WHAT YOU HAVE TO DO — Please copy out all the material below word for word, leaving out the pictures.

GIVEN RECORDS —

%%

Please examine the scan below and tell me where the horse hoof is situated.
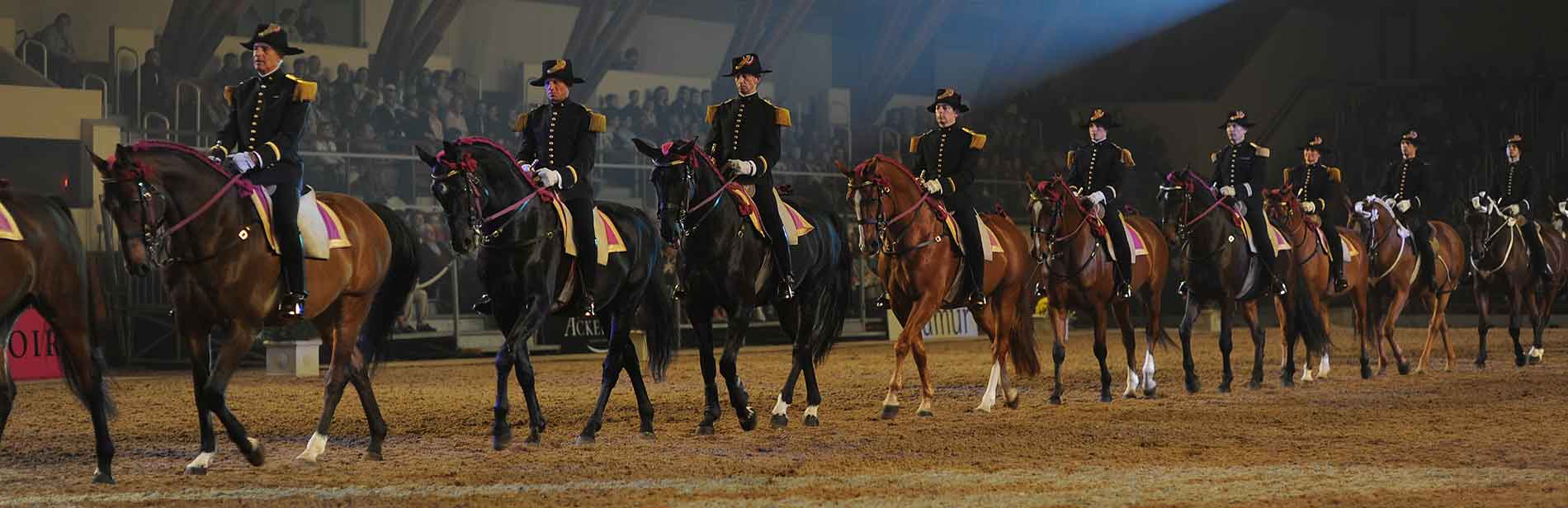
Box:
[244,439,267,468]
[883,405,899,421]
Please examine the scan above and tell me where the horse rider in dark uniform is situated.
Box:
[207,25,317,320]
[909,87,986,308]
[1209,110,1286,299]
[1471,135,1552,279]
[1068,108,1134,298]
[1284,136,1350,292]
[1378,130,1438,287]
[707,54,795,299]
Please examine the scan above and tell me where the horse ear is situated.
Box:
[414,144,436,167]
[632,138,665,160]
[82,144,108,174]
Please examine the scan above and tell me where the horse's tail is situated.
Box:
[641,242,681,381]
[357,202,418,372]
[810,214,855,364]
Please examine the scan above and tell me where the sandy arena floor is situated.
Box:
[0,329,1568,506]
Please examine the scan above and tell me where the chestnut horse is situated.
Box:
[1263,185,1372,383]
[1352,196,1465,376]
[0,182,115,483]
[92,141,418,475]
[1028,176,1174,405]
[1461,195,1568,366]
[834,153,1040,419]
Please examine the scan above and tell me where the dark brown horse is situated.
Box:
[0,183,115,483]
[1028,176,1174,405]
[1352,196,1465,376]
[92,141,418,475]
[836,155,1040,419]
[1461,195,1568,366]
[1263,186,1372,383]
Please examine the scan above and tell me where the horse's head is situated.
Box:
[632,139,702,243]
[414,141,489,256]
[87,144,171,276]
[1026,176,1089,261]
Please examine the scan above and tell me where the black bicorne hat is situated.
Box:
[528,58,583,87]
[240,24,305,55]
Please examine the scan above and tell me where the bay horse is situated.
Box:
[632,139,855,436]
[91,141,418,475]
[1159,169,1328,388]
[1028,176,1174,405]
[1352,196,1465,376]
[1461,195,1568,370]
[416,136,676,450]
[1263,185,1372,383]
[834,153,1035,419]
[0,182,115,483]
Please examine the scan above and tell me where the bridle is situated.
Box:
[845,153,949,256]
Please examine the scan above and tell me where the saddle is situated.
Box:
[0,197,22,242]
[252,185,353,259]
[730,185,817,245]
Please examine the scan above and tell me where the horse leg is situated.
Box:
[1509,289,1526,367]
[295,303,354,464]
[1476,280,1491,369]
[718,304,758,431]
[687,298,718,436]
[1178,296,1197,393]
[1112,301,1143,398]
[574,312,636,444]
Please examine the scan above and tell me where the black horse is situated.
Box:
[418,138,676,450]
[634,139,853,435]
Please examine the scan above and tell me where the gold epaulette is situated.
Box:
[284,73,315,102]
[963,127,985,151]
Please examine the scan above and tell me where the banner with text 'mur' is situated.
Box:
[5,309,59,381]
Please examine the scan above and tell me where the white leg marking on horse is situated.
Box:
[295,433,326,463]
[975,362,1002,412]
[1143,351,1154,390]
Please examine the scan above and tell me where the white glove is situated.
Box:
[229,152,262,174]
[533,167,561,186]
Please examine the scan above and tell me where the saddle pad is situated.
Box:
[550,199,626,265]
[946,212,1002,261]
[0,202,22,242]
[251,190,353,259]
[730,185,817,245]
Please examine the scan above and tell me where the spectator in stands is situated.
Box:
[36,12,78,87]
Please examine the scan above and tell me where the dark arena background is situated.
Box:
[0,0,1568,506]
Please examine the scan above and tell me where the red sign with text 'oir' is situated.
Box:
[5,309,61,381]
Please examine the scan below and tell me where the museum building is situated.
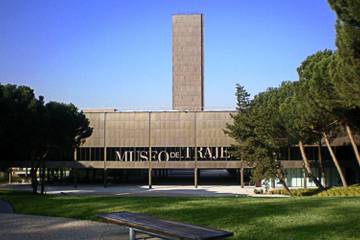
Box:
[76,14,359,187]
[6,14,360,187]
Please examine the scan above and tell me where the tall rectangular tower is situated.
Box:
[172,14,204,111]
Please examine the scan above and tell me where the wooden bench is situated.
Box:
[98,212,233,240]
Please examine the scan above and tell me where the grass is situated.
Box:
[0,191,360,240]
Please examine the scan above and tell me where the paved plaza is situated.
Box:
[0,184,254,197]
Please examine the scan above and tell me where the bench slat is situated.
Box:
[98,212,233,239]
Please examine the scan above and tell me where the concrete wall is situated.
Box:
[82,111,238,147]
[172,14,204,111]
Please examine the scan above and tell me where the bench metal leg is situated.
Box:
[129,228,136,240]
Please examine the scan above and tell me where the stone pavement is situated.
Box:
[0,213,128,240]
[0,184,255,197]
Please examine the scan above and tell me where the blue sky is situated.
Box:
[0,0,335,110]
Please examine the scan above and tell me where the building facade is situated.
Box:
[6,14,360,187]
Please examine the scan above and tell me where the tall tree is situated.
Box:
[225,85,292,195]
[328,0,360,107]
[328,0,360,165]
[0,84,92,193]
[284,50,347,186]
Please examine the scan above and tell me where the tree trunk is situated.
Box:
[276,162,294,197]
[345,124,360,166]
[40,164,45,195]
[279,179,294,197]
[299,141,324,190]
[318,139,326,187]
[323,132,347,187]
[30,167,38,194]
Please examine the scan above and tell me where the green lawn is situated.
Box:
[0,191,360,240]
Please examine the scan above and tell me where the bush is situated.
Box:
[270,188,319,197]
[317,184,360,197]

%%

THE COMPLETED TASK —
Please examine the scan below and tell me where the horse hoof is situated.
Box:
[244,439,267,468]
[883,405,899,421]
Please examine the scan above and tell me where the horse rider in dark uniform is situated.
Box:
[207,25,317,320]
[909,87,986,308]
[1209,110,1286,299]
[1471,135,1552,279]
[1068,108,1134,298]
[1284,136,1350,292]
[1378,130,1438,287]
[707,54,795,299]
Please examine the scan above and tell me where the horse ear is situated.
Box:
[414,144,436,167]
[632,138,665,160]
[82,144,108,174]
Please examine the scan above and tell me where the horse's tail is situated.
Box:
[641,242,681,381]
[357,202,418,372]
[810,214,855,364]
Please examine the scan above and tell me where the sandy arena floor is situated.
Box:
[0,329,1568,506]
Please examine the scan above and tell me where the chestnut horse is situated.
Box:
[1263,185,1372,383]
[1352,196,1465,376]
[0,182,115,483]
[92,141,418,475]
[1028,176,1174,405]
[1461,195,1568,366]
[834,153,1040,419]
Please examine the scan above and tell me where the dark brown horse is situated.
Box:
[0,183,115,483]
[1028,176,1174,405]
[1352,196,1465,376]
[92,141,418,475]
[836,155,1040,419]
[1461,195,1568,366]
[1263,186,1372,383]
Please examine the scan above and tell me where the horse's head is situated.
Box:
[632,139,702,243]
[414,141,489,256]
[87,144,171,276]
[1026,176,1089,261]
Please examine the scan above and tell me where the black bicorne hat is situated.
Box:
[528,58,583,87]
[240,24,305,55]
Please examine the scan above and tell me where the bay horse is situated.
Box:
[632,139,855,436]
[91,141,418,475]
[1159,169,1328,388]
[1028,176,1174,405]
[1352,196,1465,376]
[1461,195,1568,370]
[416,136,676,450]
[1263,185,1372,383]
[834,153,1035,419]
[0,182,115,483]
Please examine the scan above and tell me where the bridle is situated.
Box:
[845,153,949,256]
Please examine the scan above and tell me where the saddle is situated.
Box:
[0,197,22,242]
[252,185,353,259]
[730,185,817,245]
Please examine the scan above and tell me where the horse leg is situated.
Box:
[1509,289,1526,367]
[295,303,354,464]
[1476,280,1491,369]
[718,304,758,431]
[687,298,718,436]
[1178,296,1197,393]
[1112,301,1143,398]
[574,312,636,444]
Please examine the scan above and tell me where the black horse is situated.
Box:
[418,138,676,450]
[634,139,853,435]
Please examine the scan above and tell me where the gold epaulette is situated.
Box:
[284,73,315,102]
[963,127,985,151]
Please examine the scan above and tell me where the banner with text 'mur' is situated.
Box:
[5,309,59,381]
Please examine the scan above and tell me where the white leg marking on horse is situated.
Box:
[295,433,326,463]
[975,362,1002,412]
[1143,351,1154,390]
Please examine the scan above and tell me where the white glove is situated.
Box:
[229,152,262,174]
[533,167,561,186]
Please examine the scan above and tell me where the saddle pad is situated.
Box:
[550,199,626,265]
[946,212,1002,261]
[0,202,22,242]
[251,190,353,259]
[730,185,817,245]
Please examine the scan above and tell me where the spectator in stands is situated.
Box:
[36,12,78,87]
Please examine the scan above and tell me where the dark arena background is situated.
Box:
[0,0,1568,506]
Please examine the scan above and tell me where the red sign with text 'oir' is situated.
Box:
[5,309,61,381]
Please examine the scan below and tell me where the museum building is situated.
Box:
[76,14,359,187]
[6,14,360,187]
Please examine the scan above and tell me where the tall rectangular tower is situated.
Box:
[172,14,204,111]
Please examine the scan above and tell me where the wooden bench is situated.
Box:
[98,212,233,240]
Please examine the scan above and tell me where the grass is situated.
Box:
[0,191,360,240]
Please examine the scan above and tell me where the paved plaza is situated.
Box:
[0,184,254,197]
Please examine the scan above and tell me where the bench slat is situated.
Box:
[98,212,233,239]
Please examine the scan above and tell me where the concrete wall is situated.
Box:
[82,111,238,147]
[172,14,204,111]
Please examine the scan above and tell me where the bench metal leg is situated.
Box:
[129,228,136,240]
Please examine the scan above and tell me where the stone pavement is situated.
Box:
[0,213,128,240]
[0,184,255,197]
Please examine the scan above and tell me where the blue sky is situated.
Box:
[0,0,335,110]
Please examine the scan above and tell me where the building facade is situated.
Box:
[6,14,360,187]
Please examine the scan above and tell me where the tall tree is situated.
Box:
[225,85,292,195]
[328,0,360,107]
[328,0,360,165]
[0,84,92,193]
[284,50,347,186]
Please examine the scan above and tell me where the tree trunk is situated.
Box:
[276,162,294,197]
[345,124,360,166]
[40,164,45,195]
[279,179,294,197]
[299,141,324,190]
[318,139,326,187]
[323,132,347,187]
[30,167,38,194]
Please examine the scan above and tell me where the green lawn is situated.
Box:
[0,191,360,240]
Please examine the scan above and tell me where the bush is situated.
Box:
[270,188,319,197]
[317,184,360,197]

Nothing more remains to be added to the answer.